[Dataset entries]

__________

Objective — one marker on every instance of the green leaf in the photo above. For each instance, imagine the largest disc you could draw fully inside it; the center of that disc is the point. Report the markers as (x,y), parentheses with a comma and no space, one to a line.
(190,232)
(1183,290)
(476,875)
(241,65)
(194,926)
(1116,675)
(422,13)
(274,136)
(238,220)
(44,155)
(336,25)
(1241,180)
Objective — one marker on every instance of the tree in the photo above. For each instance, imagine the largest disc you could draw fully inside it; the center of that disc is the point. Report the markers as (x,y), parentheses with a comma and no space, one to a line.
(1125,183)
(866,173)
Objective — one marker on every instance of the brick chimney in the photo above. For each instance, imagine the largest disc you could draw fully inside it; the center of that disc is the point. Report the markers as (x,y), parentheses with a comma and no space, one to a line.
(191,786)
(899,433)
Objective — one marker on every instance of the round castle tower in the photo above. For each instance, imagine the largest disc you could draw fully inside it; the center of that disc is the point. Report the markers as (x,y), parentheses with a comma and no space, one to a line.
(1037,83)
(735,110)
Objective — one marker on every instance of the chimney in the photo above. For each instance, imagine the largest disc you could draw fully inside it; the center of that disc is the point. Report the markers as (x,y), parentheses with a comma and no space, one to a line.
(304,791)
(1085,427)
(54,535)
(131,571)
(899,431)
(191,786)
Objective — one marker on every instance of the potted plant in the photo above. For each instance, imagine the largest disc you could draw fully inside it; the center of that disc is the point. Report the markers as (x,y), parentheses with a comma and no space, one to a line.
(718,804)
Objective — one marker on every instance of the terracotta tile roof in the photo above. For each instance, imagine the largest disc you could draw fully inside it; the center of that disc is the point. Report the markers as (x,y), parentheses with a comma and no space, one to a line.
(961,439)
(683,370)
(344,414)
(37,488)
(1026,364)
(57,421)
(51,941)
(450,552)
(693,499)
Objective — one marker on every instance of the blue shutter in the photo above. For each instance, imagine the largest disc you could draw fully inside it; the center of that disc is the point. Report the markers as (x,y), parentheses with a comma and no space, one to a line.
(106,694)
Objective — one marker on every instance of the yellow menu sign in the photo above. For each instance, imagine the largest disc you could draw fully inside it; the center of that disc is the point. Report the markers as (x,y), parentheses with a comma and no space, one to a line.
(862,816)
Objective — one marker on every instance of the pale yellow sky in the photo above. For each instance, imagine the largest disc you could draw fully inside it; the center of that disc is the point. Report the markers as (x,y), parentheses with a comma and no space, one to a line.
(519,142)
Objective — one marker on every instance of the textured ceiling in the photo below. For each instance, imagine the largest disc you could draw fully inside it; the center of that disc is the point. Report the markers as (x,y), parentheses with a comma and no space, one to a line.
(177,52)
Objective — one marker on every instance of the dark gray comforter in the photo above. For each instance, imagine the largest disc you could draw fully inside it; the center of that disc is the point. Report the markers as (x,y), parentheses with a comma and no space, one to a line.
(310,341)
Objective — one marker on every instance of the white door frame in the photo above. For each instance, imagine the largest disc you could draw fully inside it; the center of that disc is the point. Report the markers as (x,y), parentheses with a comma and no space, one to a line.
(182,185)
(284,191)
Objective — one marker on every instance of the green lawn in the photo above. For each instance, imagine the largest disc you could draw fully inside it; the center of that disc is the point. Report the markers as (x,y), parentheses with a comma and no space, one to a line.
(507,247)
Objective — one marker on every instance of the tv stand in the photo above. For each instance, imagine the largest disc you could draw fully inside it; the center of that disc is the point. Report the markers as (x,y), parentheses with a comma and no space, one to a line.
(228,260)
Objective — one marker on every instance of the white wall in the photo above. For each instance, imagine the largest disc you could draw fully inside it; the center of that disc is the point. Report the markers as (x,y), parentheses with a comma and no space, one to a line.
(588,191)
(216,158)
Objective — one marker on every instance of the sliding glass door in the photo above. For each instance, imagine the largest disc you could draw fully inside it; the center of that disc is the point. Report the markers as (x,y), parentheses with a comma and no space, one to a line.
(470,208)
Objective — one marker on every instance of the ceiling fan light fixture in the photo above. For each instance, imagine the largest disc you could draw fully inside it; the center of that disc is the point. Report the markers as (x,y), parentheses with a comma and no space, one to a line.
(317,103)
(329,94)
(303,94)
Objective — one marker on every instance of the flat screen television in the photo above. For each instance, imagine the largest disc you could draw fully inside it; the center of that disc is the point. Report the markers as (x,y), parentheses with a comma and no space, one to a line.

__________

* WORK ITEM *
Would you write out all of the data again, unchanged?

* RESPONSE *
Objective — one marker on every instance of the green leaf in the photo above. For each instance, imagine the largest disc you could draw fully inside it; the center of that disc is the point. Report the markers as (x,y), parentheses with a comma and no space, one to a line.
(190,232)
(1183,290)
(476,875)
(241,65)
(194,926)
(1116,675)
(422,13)
(274,136)
(238,220)
(44,155)
(336,25)
(1241,180)
Objective — one marker on every instance of the tree in the photo above. For each instance, imagine the largest disc you could draw fully inside it; the center of that disc is the point. Report the markers as (x,y), parentheses with a comma and no space, one to a line.
(1125,183)
(866,173)
Objective — one marker on every instance of the brick chimney in the photo above. For each instance, imagine the largest disc you could draw fully inside it; the center of that disc is the point. Report the markers as (x,y), parentheses with a comma and no space, one to a line.
(191,786)
(899,433)
Objective — one marker on every instance of the round castle tower in the photo above. For each instance, imagine the largest disc you could draw fully inside it; the center of that disc is the point. Report the markers as (x,y), parentheses with a comma and no space, one to a line.
(1037,83)
(735,110)
Objective — one marker on every instance of the chimney in the photo above. For each instance, imagine the largest disc you could draw fully inside it; the center of that disc is the point. Report the markers as (x,y), parentheses with a comma and no space, one to a line.
(304,791)
(1085,427)
(54,535)
(131,571)
(899,431)
(191,786)
Objective — one marker on every instance of the potted plant in the photo above. For each instance, imagine the largest disc you could draw fully inside it; the center of that disc is the point. Report the markers as (x,y), parentheses with a comma and no space, one to a line.
(718,804)
Objective — one marker on every instance of the terracotta tile roof in the photo above. For each instance, imagine the largest disc you could draw fully inside it; the center of that disc is the point. Report the markers as (x,y), parentheses with a comma and no space, one to a line.
(961,439)
(683,370)
(344,414)
(37,488)
(1026,364)
(57,421)
(51,941)
(450,552)
(693,499)
Objective — one marker on every instance of the blue shutter in the photo above. For each instance, imagine the largest disc you could draw fully inside it; the center of that disc is the point. Report the markers as (x,y), parentheses with a comma and no space, one to a line.
(106,694)
Objective — one marker on every instance of the yellow menu sign in the photo above. For each instance, imagine the largest disc you could draw fully inside it; the center of that disc is the point. Report the markers as (x,y), parentheses with a comma and no space, one to a line.
(862,816)
Objective — one marker on every instance of the pale yellow sky in the photo above. For each instance, imagine the largest disc you could draw fully inside it; the center of that disc is the point. Report the markers as (x,y), parentheses with a comma and no space, one to a line.
(519,142)
Objective — one marker on every instance of the textured ceiling in the photo below. For each instance, imagine the largest disc you could draw fully inside it; the center of that disc is the point. Report the markers as (x,y), parentheses with a comma and no space, one to a line.
(177,52)
Objective — one marker on every instance of the dark gray comforter in the photo above. For each instance, imagine the largest disc you could draw fully inside it; the center of that disc is the point. Report the markers as (x,y), parentheses with a comma and no space, one to a line.
(310,341)
Objective — one marker on every instance of the white door frame in the photo above. For each instance, imagine the largest disc you could draw fully inside it; the center of that disc is the point. Report the markers as (x,y), parentheses with a comma and no space, one to a line.
(182,185)
(284,191)
Objective — one marker on every instance of the green lawn in the photo above. For each instance, imagine the largest disc you could draw fully inside it; the center of that disc is the point. Report the markers as (x,y), parentheses with a comma and no space, one to a line.
(507,247)
Objective — one marker on every instance of the tv stand in the photo above. For each instance, imagine the largest disc you could draw fully inside it; the center of that disc is the point. Report the markers as (x,y), parentheses with a comma and no space, one to a line.
(228,260)
Objective — one marker on every instance of the white wall in the photo above. For each instance, imagine the largest disc you could draw fully inside it; the center of that disc is the point. Report the markers as (x,y), parentheses with a comma and no space, one to a line.
(588,191)
(216,158)
Objective — one marker on every instance of the sliding glass door in the photo above. For each instance, imagine the largest disc you could draw fully inside it; the center of that disc is the point. Report the markers as (x,y), parentheses with a comma and no space, one to a line.
(470,208)
Objective — one marker on every instance of the ceiling fan light fixture in the photo above. For each instance, imagine the largest disc you could draw fully inside it; the center of that disc is the point. Report the markers as (x,y), parentheses with a comma and no space, one to a line.
(317,103)
(329,94)
(303,94)
Objective — one marker on every instance of the flat screen television in the photo above. For each instance, imagine the largest disc you could draw fully inside it; the center of that disc is the point. Report the markers as (x,y), parentheses with a comma and no space, one to a line.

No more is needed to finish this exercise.